--- start of DOCUMENT SEGMENT ---

(By Patrick Suckling, Australia’s High Commissioner to India): Australia and India are negotiating a Comprehensive Economic Cooperation Agreement (CECA), or FTA, for mutual benefit. Our Prime Ministers agreed it be done by the end of this year.
Finance Minister Jaitley has this month said India is looking at trade deals which are mutually beneficial. Commerce Minister Sitharaman in the US last week reiterated India’s commitment to such agreements and the fact that India is not being left out.
Our starting point is that our CECA should provide mutual benefit; be a two way street. One way traffic, or trade, does not work. We have never thought differently. Win-win has been the basis for the FTAs we successfully negotiated last year with China, Japan and South Korea. We want India to be in this league; not left behind our key economic partners. This means a credible deal for both of us, that delivers enough each way for our peoples to think it was worth the effort.
So what are the benefits? Both ways?
The biggest benefit of opening your economy is to yourself. Even if others keep doors more closed. Open doors give more scope, ensure interactions that makes things happen. It’s that simple.
Australia is in its 26th year of uninterrupted economic growth significantly because we slashed tariffs, deregulated, reformed, and opened to the world. Liberalisation boosted GDP growth by around 3.5 per cent and wages by thousands of dollars a year. Now, 1 in 5 Australian jobs are trade related.
We also enjoy cheaper, better products sourced from the best companies around the world – including as inputs to things we make at home and sell abroad. Our products stretch across the world, way beyond the local market of 23 million people to reach hundreds of millions. And they take advantage of all the dynamism, choice, innovation and technology the world has to offer.
Increased trade and increased foreign investment often complement one another. We have created one of the world’s most attractive investment destinations with strong economic performance, ease-of-doing business, sound regulatory systems and a skilled workforce.
And it has paid off, with a AAA sovereign risk rating and Australia a top-ten destination for foreign investment, seeing more business, growth and jobs. Wealth we are now investing with similar benefits around the world. Australia has the largest pool of funds under management in Asia, and third largest worldwide.
Before this wave of prosperity washed over us, many used to say we needed a protective ring to swim –at least a little breathing space to grow. But we found that suffocating, bobbing in a bubble in the ocean. Like we are famous for our successful athletes, we have said to our businesses go and be in it to win it. No special favours. Many more than ever before are winning, in a world where the field now spans the globe.
India knows this story. The India I find now compared to my first posting here twenty years ago as the changes of 1991 were just beginning speaks for itself, everywhere you care to look. I see the Ambassador car as the best symbol. Stately and dignified yet nevertheless a product of the 50s at great expense with long waiting lists because it paddled in the bubble, I read the other day that the last one rolled off the production line. In its place is now an Indian auto industry headed to be the third largest in the world at the sharpest end of global technology and with supply chains employing millions across the country. Not just for domestic production, for the global market. Because India opened its doors.
What does Australia have to offer India? Your Prime Minister told our Parliament in his historic speech last November that he saw Australia as a natural partner in every area of India’s national priority, every sector.

--- end of DOCUMENT SEGMENT ---
--- start of SOURCE DATA ---

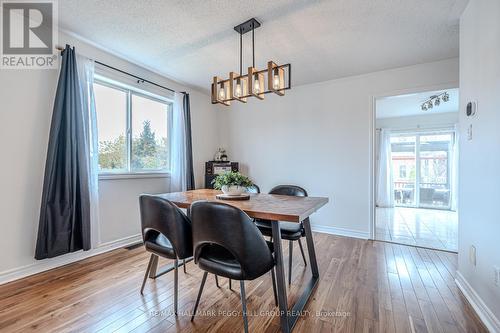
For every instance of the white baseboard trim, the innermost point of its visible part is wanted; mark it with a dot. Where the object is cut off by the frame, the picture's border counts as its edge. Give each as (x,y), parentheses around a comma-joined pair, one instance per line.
(39,266)
(487,316)
(340,231)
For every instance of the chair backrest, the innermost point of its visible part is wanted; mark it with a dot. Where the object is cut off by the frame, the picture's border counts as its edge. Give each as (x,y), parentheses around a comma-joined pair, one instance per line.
(159,215)
(292,190)
(231,228)
(253,189)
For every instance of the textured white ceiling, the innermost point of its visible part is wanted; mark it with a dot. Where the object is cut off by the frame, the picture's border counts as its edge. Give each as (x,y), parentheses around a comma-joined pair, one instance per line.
(193,40)
(410,104)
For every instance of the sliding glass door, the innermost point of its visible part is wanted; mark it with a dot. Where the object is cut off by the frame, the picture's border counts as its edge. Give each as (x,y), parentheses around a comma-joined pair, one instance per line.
(421,164)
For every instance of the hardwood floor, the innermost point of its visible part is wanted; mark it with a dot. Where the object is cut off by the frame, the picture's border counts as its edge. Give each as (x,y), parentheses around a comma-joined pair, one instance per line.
(364,286)
(432,228)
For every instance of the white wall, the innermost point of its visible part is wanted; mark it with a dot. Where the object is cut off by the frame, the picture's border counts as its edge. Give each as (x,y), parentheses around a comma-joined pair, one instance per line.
(479,216)
(319,136)
(26,100)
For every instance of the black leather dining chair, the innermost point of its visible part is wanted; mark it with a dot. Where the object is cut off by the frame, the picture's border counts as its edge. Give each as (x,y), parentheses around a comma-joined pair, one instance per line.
(167,233)
(289,230)
(227,243)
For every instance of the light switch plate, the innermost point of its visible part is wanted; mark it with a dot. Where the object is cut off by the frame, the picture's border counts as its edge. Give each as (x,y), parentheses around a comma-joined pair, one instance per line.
(472,255)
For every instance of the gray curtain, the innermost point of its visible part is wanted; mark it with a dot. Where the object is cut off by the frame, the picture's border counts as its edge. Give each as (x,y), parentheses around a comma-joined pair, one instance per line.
(64,224)
(189,144)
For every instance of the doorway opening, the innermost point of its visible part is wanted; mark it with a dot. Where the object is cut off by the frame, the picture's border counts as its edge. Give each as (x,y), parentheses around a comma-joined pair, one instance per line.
(416,159)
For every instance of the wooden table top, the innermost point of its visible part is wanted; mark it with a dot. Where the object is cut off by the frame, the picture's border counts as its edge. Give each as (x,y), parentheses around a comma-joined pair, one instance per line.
(265,206)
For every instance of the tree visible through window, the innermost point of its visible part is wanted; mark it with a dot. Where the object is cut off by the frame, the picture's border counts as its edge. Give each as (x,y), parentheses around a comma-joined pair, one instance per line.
(132,130)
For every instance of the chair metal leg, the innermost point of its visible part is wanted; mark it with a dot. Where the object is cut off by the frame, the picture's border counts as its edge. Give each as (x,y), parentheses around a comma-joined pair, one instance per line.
(290,254)
(154,267)
(176,285)
(199,294)
(244,305)
(147,272)
(274,287)
(302,251)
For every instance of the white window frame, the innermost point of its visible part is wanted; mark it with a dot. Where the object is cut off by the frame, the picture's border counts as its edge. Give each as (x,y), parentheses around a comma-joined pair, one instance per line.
(131,91)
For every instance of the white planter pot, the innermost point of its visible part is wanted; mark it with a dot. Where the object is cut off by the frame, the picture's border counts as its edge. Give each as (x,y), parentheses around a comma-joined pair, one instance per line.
(233,190)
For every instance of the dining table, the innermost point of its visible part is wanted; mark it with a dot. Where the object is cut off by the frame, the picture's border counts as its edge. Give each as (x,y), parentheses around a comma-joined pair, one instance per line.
(275,208)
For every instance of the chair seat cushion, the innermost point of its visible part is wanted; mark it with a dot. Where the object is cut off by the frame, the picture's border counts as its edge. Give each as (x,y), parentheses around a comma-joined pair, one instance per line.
(160,245)
(289,230)
(217,260)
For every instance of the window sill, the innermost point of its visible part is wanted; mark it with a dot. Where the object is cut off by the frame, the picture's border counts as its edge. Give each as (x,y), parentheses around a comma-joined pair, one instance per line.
(138,175)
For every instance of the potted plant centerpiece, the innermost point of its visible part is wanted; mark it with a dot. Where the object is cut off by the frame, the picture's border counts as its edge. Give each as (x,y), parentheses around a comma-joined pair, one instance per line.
(232,183)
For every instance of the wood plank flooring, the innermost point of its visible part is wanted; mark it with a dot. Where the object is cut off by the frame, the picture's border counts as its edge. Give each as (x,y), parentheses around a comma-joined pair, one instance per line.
(365,286)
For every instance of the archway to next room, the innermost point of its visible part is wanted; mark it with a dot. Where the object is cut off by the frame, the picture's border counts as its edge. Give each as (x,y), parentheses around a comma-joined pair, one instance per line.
(416,162)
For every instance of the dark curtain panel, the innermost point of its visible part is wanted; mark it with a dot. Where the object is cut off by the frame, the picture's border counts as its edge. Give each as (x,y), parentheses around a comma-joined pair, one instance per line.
(189,144)
(64,224)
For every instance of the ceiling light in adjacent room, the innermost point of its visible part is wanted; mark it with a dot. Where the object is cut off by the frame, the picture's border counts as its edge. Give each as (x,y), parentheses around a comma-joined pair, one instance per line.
(435,101)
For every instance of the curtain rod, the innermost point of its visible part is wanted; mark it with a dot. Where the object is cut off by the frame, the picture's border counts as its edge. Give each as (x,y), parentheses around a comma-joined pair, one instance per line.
(444,127)
(130,74)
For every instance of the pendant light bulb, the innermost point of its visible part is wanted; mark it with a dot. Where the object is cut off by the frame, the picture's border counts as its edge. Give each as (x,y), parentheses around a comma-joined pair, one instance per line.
(222,93)
(237,91)
(256,85)
(276,80)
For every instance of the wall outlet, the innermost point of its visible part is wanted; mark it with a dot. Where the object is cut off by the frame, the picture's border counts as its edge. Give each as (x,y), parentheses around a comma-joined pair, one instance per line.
(472,255)
(496,269)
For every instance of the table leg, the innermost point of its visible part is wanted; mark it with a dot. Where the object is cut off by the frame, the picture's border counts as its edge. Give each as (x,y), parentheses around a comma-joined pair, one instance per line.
(310,247)
(280,277)
(309,287)
(165,269)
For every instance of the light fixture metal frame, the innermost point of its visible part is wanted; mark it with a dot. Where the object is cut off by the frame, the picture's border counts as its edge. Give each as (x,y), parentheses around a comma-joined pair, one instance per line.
(430,102)
(247,80)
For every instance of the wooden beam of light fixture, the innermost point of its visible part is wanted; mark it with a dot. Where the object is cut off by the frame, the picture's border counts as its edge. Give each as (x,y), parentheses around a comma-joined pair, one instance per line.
(255,83)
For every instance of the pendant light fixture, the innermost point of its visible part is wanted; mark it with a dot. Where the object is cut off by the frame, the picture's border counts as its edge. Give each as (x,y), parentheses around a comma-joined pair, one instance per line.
(240,86)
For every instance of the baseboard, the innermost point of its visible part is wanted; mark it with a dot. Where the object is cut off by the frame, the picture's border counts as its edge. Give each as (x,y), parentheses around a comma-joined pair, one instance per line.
(340,231)
(47,264)
(485,314)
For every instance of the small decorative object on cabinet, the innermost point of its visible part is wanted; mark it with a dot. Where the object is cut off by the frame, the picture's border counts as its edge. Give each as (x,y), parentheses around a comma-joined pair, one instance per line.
(214,168)
(220,155)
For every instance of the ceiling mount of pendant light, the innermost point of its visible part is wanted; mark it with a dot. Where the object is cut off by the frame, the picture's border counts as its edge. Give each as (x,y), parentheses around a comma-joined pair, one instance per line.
(240,86)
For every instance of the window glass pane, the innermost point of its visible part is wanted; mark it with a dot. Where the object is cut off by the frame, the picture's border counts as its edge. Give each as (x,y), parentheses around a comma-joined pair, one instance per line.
(111,107)
(404,169)
(434,184)
(149,134)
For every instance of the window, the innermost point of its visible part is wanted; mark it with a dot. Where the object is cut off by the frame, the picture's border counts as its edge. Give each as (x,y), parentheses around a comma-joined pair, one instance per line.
(402,171)
(423,163)
(133,129)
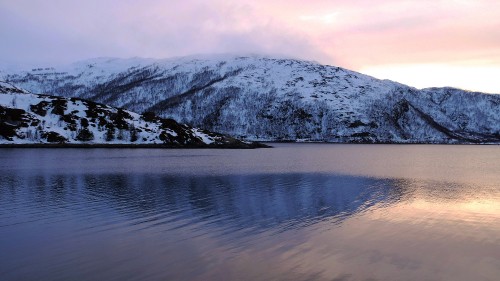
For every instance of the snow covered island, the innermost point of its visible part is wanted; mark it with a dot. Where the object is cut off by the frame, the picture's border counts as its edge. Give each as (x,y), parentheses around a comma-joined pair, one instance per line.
(42,120)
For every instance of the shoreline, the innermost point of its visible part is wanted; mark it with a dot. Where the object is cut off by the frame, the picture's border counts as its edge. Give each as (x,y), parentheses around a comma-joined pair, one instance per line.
(155,146)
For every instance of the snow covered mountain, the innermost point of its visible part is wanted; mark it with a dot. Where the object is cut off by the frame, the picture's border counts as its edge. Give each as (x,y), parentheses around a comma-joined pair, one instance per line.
(259,98)
(27,118)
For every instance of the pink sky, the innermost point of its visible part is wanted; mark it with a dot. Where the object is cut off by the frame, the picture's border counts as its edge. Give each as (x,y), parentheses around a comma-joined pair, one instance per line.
(419,42)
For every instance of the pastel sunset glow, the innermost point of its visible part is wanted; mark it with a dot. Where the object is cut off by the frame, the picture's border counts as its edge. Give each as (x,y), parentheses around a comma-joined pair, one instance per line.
(420,43)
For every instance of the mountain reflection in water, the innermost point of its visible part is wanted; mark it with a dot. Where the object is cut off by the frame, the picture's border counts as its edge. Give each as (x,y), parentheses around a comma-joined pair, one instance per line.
(59,224)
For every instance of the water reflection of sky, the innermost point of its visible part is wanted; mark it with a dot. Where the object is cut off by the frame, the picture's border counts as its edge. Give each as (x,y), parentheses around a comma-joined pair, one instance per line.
(105,221)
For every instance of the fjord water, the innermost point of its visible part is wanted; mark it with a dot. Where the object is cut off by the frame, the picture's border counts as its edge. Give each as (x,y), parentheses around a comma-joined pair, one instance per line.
(293,212)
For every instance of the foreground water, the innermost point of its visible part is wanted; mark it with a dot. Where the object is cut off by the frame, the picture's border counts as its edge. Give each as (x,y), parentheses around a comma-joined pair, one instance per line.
(294,212)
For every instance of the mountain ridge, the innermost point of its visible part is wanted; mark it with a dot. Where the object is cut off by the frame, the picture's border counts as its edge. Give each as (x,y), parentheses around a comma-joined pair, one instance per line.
(261,98)
(32,120)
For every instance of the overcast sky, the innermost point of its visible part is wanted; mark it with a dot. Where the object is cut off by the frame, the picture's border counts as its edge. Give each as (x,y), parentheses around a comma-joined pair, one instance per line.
(418,42)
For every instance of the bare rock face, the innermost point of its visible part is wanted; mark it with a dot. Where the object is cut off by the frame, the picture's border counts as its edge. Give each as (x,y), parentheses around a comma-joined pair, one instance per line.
(27,118)
(259,98)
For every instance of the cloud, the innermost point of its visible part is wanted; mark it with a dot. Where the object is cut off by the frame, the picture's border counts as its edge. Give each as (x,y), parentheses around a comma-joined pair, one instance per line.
(353,34)
(63,31)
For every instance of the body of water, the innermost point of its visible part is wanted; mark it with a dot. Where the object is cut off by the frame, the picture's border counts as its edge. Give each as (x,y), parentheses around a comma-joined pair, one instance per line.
(293,212)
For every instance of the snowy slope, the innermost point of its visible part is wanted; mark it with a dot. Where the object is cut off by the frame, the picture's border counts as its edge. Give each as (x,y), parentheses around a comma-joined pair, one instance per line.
(262,98)
(27,118)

--- end of SOURCE DATA ---

* **ACTIONS TO TAKE**
1/ Return every line of the entries that contains the word "metal".
2/ Pick up the article on the Australia–India trade agreement where it stops and keep writing it.
The article on the Australia–India trade agreement and the entries come from separate sources.

* **THE REPLIES**
1/
For every instance of the chair metal leg, the innermost point of its visible part is wanted; mark it with a dot. Where the object is cut off by the frame, the picture's border counts as its edge. Give each as (x,y), parentheses around a comma-joined pair, one instance per line.
For every instance of the light fixture metal frame, the innermost point of its visible part is wanted; mark it with a dot. Where the object is cut off by the frame, the picture's border counts as its edge. Give each as (x,y), parentheses around a comma-joined pair, one instance per line.

2/
We have core strengths: energy and resources, agribusiness, education and skills, infrastructure, finance, health and so on. Just as India has core strengths of interest to Australia: IT, manufacturing, engineering, textiles, agriculture, finance and so on.
There is so much potential. Already we do around $16 billion in trade together. But we do $160 billion with China. That gives some sense.
I’m sometimes asked what is the single biggest benefit the CECA/FTA will bring. It’s nice to say I don’t know. The main point of such agreements is for governments to provide the right environment for business to flourish. Just how and where it will flourish is up to business; its ingenuity, creativity and entrepreneurship. The business giants of tomorrow are scarcely imagined today. But they need the right soil in which to grow. Our CECA/FTA will help till this soil.
I do know that services will be a critical aspect. We are both services superpowers. Nine out of ten jobs in Australia are in services. They make possible all other areas of economic activity. For example, for India’s Make in India initiative every manufacturing plant will require financial, legal, accounting, logistics, maintenance, IT, marketing, packaging, storage, health and safety and numerous other services.
I also know that our Agreement will help plug us both better into global supply chains. We both seek lots of foreign direct investment to help us grow. The other side of that coin is to make sure that the inputs for the products of the investment are not jammed by tariffs or other barriers. Otherwise you spike your investments. With global supply chains you need a supportive trade policy. Someone told me the other day that your humble pack of tennis balls sources components from 9 different countries. For a Rolls Royce aircraft engine it’s from dozens of countries for around 21 000 parts. Put starkly, in 1990 20 per cent of all goods and services exported from any country ended up as inputs to other goods and services. That figure today is closer to 75 per cent. This means one’s own tariffs can hurt more than help.
At the heart of it, our CECA/FTA will help both India and Australia on our own journeys of continuous improvement for more wealth generation and jobs for our peoples. It is their hip pockets we want to help fill.
Of course there are sensitivities. There always are with such agreements and ours will be no different. One of the challenges of securing such agreements is the quiet satisfaction of the vast majority that benefit is drowned out by the vocal noise of some vested interests that stand to lose their protective ring.
Where that is not really defensible it should not really be defended. But there are always exceptions. In all our FTA negotiations we have been sensitive to such sensitivities, and are being so with India. There are some things that just can’t be done or have to wait. We understand that. But where we can both find ways through, even if not perfect, then we must not let the perfect be the enemy of the good.
Often it’s agriculture, around the world. We get that. But we also say that even if we starved the Australian people and sold everything we produced to India, it would feed 60 million of India’s 1.3 billion people.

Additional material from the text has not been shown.